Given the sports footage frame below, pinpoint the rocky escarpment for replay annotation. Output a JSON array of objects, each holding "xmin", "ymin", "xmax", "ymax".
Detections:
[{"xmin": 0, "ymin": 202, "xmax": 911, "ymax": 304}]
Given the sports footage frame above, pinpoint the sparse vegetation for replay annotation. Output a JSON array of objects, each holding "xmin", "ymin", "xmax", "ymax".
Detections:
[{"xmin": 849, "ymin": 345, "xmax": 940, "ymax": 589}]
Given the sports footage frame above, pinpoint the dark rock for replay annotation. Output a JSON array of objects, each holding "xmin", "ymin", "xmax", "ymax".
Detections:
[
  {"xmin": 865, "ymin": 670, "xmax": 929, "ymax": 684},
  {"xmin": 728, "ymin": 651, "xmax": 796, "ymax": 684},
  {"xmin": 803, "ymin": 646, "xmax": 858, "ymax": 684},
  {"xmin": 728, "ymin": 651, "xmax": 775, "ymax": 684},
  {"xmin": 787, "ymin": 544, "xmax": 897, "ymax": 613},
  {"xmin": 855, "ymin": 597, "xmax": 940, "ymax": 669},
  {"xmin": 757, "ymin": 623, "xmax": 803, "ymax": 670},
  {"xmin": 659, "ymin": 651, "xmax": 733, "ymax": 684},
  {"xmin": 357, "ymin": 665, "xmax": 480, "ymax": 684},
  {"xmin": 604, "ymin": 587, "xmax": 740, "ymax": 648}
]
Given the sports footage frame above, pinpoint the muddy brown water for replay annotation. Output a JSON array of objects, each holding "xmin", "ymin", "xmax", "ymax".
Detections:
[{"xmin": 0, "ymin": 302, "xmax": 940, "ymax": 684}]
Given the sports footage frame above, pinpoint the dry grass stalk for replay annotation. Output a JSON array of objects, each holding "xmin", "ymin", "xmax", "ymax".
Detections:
+++
- _Written task_
Rewrite the part of the items that opens with the line containing "Given the sports footage frame above, pinpoint the muddy" and runs through the end of the items, changing "replay annotation" to "highlight tagging" and keeping everything else as it is.

- _Written answer_
Given the sports footage frame above, pinpoint the muddy brown water for highlight tagging. Output a JSON array of objects, each holding "xmin", "ymin", "xmax", "ymax".
Detections:
[{"xmin": 0, "ymin": 302, "xmax": 940, "ymax": 684}]
Given the sports footage frame above, pinpoint the dry grass stalk for highlight tagging. Output a JSON array of objects, each holding "xmin", "ymin", "xmax", "ymax".
Detections:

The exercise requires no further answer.